**Source extract**
-- -- --

Excellently presented, interesting examples given, and generally well-written, 'The Lonely American' explores the causes and effects of stepping back from our busy lives. I particularly enjoyed chapters 1, 2, 6, & 10.
Some quotes I found interesting: "Cocooning is the couples' version of social isolation. It does increase closeness in marriages. It also increases the fragility of marriage, the burdens placed upon marriage, and, over time, it increases the likelihood of both divorce and loneliness" (p116). "Social isolation is a common denominator among most families in which child abuse occurs" (p124).
An interesting read. The book attempts to shed light on the social disconnection of the modern American.
At times it seems as if the authors will use anything (Netflix questionnaires?) to prove their point of view, yet most of their cites are concrete.
What bothered me most of all was the insistence that one cannot live a fulfilled life without the varied connections the authors seem to believe we need. I'm not saying we should all be our own islands of existence, but I don't think it is a dangerous trend the way the book paints it to be.
Super readable. Easy to quote from. Enjoyable to read cover-to-cover (which I so rarely get to do when sermon writing). Relevant, very current (2009), Beacon Press. In several places, quietly affirms the value and importance of welcoming, open-minded, enduring religious communities. Gave me some great analysis to mull over about Facebook, online dating, all the current forms of connecting online, what they add to our lives and what they're missing.
This book is about being lonely in life in the 21st century. We devote more time to technology to stay connected than any society in history, yet studies show that we feel alone anyway. People are way too busy now and have forgotten how to belong. They do not know their neighbors and do not make any real life in person friends. I find that so sad. I am glad for the people I have in my life.

-- -- --

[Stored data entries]
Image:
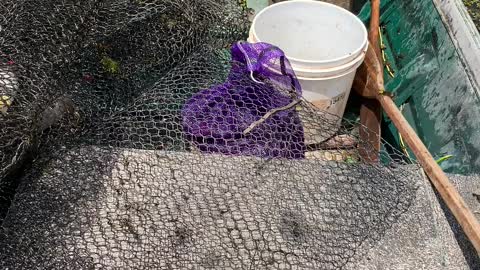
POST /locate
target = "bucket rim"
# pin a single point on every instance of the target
(320, 3)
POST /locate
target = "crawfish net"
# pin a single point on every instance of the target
(144, 134)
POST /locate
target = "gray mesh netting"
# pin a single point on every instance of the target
(143, 134)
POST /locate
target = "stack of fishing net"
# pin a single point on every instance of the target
(144, 134)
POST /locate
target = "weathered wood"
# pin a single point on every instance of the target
(370, 110)
(445, 188)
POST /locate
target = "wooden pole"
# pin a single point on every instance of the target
(447, 190)
(370, 83)
(370, 109)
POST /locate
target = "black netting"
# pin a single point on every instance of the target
(142, 134)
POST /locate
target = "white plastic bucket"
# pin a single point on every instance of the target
(324, 43)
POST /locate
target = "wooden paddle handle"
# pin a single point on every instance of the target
(374, 34)
(447, 190)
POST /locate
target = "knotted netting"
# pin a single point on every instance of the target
(144, 134)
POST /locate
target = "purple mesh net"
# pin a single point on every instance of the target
(261, 86)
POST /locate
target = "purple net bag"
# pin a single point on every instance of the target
(253, 112)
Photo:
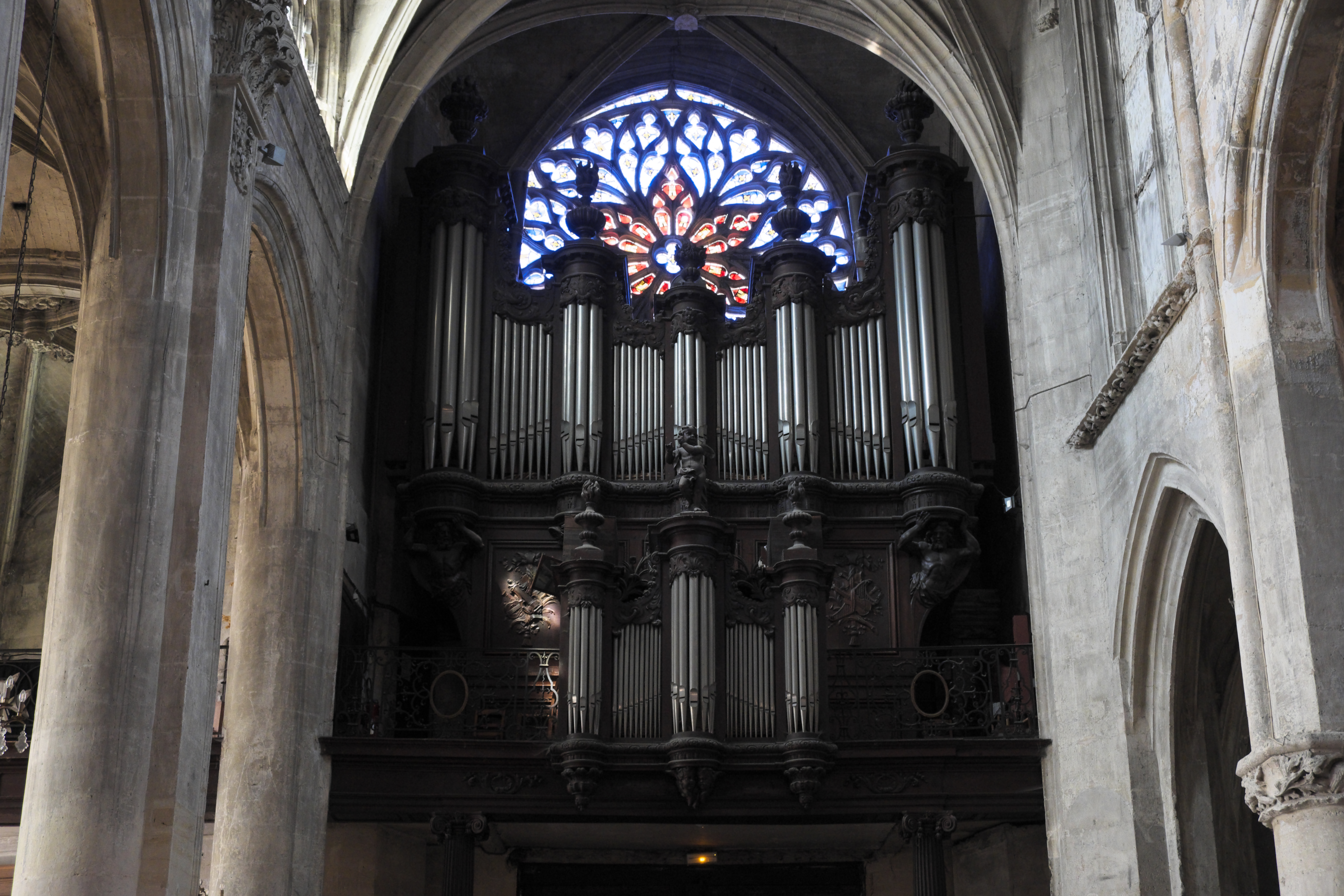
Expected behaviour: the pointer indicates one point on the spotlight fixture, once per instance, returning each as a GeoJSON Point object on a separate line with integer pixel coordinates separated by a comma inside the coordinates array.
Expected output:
{"type": "Point", "coordinates": [273, 155]}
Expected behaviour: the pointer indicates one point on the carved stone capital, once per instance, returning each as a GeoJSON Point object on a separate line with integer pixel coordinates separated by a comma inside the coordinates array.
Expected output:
{"type": "Point", "coordinates": [252, 40]}
{"type": "Point", "coordinates": [1295, 781]}
{"type": "Point", "coordinates": [923, 205]}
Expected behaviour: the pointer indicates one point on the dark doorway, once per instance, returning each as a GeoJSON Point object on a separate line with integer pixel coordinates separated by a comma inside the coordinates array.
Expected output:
{"type": "Point", "coordinates": [685, 880]}
{"type": "Point", "coordinates": [1225, 850]}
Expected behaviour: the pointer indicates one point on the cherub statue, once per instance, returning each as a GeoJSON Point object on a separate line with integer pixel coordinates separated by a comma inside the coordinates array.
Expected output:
{"type": "Point", "coordinates": [944, 565]}
{"type": "Point", "coordinates": [689, 456]}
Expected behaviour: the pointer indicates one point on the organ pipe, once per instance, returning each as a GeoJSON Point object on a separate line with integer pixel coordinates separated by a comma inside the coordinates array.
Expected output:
{"type": "Point", "coordinates": [928, 401]}
{"type": "Point", "coordinates": [452, 377]}
{"type": "Point", "coordinates": [519, 438]}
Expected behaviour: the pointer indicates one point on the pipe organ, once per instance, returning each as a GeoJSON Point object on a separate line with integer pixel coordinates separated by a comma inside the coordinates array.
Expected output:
{"type": "Point", "coordinates": [674, 628]}
{"type": "Point", "coordinates": [521, 406]}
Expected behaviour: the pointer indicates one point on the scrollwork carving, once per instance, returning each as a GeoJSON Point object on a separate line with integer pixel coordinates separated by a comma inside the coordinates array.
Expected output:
{"type": "Point", "coordinates": [526, 601]}
{"type": "Point", "coordinates": [1295, 781]}
{"type": "Point", "coordinates": [923, 205]}
{"type": "Point", "coordinates": [795, 288]}
{"type": "Point", "coordinates": [252, 40]}
{"type": "Point", "coordinates": [855, 598]}
{"type": "Point", "coordinates": [627, 331]}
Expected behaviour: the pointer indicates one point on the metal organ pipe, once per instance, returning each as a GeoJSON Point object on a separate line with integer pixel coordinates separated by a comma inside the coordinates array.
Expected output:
{"type": "Point", "coordinates": [924, 324]}
{"type": "Point", "coordinates": [452, 374]}
{"type": "Point", "coordinates": [521, 408]}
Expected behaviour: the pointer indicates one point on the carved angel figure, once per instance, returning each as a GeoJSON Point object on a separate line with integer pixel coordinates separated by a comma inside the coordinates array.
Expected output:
{"type": "Point", "coordinates": [944, 563]}
{"type": "Point", "coordinates": [689, 456]}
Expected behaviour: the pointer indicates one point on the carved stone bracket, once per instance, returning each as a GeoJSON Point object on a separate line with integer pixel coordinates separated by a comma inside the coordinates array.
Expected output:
{"type": "Point", "coordinates": [1140, 351]}
{"type": "Point", "coordinates": [694, 762]}
{"type": "Point", "coordinates": [627, 331]}
{"type": "Point", "coordinates": [796, 288]}
{"type": "Point", "coordinates": [584, 288]}
{"type": "Point", "coordinates": [923, 205]}
{"type": "Point", "coordinates": [751, 330]}
{"type": "Point", "coordinates": [252, 40]}
{"type": "Point", "coordinates": [806, 762]}
{"type": "Point", "coordinates": [855, 598]}
{"type": "Point", "coordinates": [583, 762]}
{"type": "Point", "coordinates": [1295, 781]}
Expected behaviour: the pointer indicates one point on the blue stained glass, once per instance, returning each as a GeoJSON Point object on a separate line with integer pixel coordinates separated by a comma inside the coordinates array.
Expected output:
{"type": "Point", "coordinates": [648, 131]}
{"type": "Point", "coordinates": [738, 178]}
{"type": "Point", "coordinates": [767, 237]}
{"type": "Point", "coordinates": [650, 170]}
{"type": "Point", "coordinates": [629, 164]}
{"type": "Point", "coordinates": [537, 211]}
{"type": "Point", "coordinates": [605, 177]}
{"type": "Point", "coordinates": [746, 198]}
{"type": "Point", "coordinates": [694, 131]}
{"type": "Point", "coordinates": [745, 144]}
{"type": "Point", "coordinates": [717, 167]}
{"type": "Point", "coordinates": [599, 142]}
{"type": "Point", "coordinates": [695, 171]}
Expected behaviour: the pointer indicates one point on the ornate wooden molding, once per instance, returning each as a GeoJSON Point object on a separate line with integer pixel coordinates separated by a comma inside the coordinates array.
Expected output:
{"type": "Point", "coordinates": [1140, 351]}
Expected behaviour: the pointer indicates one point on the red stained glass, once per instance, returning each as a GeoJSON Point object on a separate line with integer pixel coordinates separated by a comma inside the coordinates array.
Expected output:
{"type": "Point", "coordinates": [705, 230]}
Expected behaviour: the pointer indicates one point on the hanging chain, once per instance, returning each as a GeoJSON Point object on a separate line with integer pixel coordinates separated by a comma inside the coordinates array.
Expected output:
{"type": "Point", "coordinates": [27, 210]}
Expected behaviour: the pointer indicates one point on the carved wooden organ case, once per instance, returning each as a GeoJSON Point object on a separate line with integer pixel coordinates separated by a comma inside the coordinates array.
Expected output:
{"type": "Point", "coordinates": [689, 519]}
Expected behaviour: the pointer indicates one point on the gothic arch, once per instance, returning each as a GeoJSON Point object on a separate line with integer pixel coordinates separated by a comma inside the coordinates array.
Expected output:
{"type": "Point", "coordinates": [971, 93]}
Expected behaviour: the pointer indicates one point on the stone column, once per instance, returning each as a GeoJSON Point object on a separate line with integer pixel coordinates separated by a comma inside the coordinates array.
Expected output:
{"type": "Point", "coordinates": [124, 715]}
{"type": "Point", "coordinates": [459, 833]}
{"type": "Point", "coordinates": [926, 832]}
{"type": "Point", "coordinates": [803, 581]}
{"type": "Point", "coordinates": [1300, 794]}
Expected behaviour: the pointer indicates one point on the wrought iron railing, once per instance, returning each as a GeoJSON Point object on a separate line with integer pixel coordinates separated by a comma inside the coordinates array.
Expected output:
{"type": "Point", "coordinates": [932, 692]}
{"type": "Point", "coordinates": [397, 692]}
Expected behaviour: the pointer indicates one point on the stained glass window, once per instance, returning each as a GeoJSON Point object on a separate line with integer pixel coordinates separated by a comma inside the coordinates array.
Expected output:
{"type": "Point", "coordinates": [679, 166]}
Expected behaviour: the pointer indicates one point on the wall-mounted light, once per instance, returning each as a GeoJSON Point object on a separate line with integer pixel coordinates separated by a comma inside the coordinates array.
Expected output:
{"type": "Point", "coordinates": [273, 155]}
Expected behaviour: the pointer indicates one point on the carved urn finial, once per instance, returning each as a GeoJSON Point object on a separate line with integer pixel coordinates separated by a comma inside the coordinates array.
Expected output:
{"type": "Point", "coordinates": [789, 222]}
{"type": "Point", "coordinates": [589, 518]}
{"type": "Point", "coordinates": [797, 519]}
{"type": "Point", "coordinates": [909, 109]}
{"type": "Point", "coordinates": [464, 109]}
{"type": "Point", "coordinates": [691, 259]}
{"type": "Point", "coordinates": [584, 220]}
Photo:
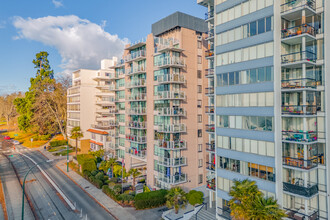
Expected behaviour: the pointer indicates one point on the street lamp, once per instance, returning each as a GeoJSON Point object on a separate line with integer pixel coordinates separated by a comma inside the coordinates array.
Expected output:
{"type": "Point", "coordinates": [47, 161]}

-- -- --

**Assignment 1**
Copy the book reviews from "Super readable. Easy" to "what they're missing.".
**Assignment 2**
Summarize the reviews of 'The Lonely American' in two sentences.
**Assignment 3**
Continue the reviews of 'The Lonely American' from the point where they end.

**Task output 1**
Super readable. Easy to quote from. Enjoyable to read cover-to-cover (which I so rarely get to do when sermon writing). Relevant, very current (2009), Beacon Press. In several places, quietly affirms the value and importance of welcoming, open-minded, enduring religious communities. Gave me some great analysis to mull over about Facebook, online dating, all the current forms of connecting online, what they add to our lives and what they're missing.

**Task output 2**
Reviewers describe 'The Lonely American' as readable and well presented, a book about the social disconnection of modern Americans that also looks at online forms of connecting. Criticisms include that the authors at times seem to use anything to prove their point and that they insist a fulfilled life is impossible without varied connections.

**Task output 3**
This is a wise and thoughtful book about subtle changes in our lives and our communities that I had felt but not been able to identify. (Awareness of how we have stepped back from people is a key step.) The authors discuss how our culture's appreciation of solitude and independence has created various complicated problems, including but not limited to loneliness. Also very well written!
A good follow-up for anyone who enjoyed "Bowling Alone." Written in 2008, this book looks at the sociological, psychological, and physiological effects of loneliness. As the share of single-person households in the U.S. climbs, these issues have greater importance than ever. Great quick read with a mix of engaging anecdotes and acadmic data.
I really liked this indepth look at how many factors in modern America have contributed to a rise in loneliness. It definitely made me think about why I sleep with a cell phone on my nightstand and encouraged me to pick up the phone instead of sending an email.
Such an amazing read!!! This book gives you so much to think about our society and culture, as well as our own day-to-day actions. I would recommend this to everybody who has a very busy lifestyle, as well as to everybody who has withdrawn from that life and is now feeling left out. So good!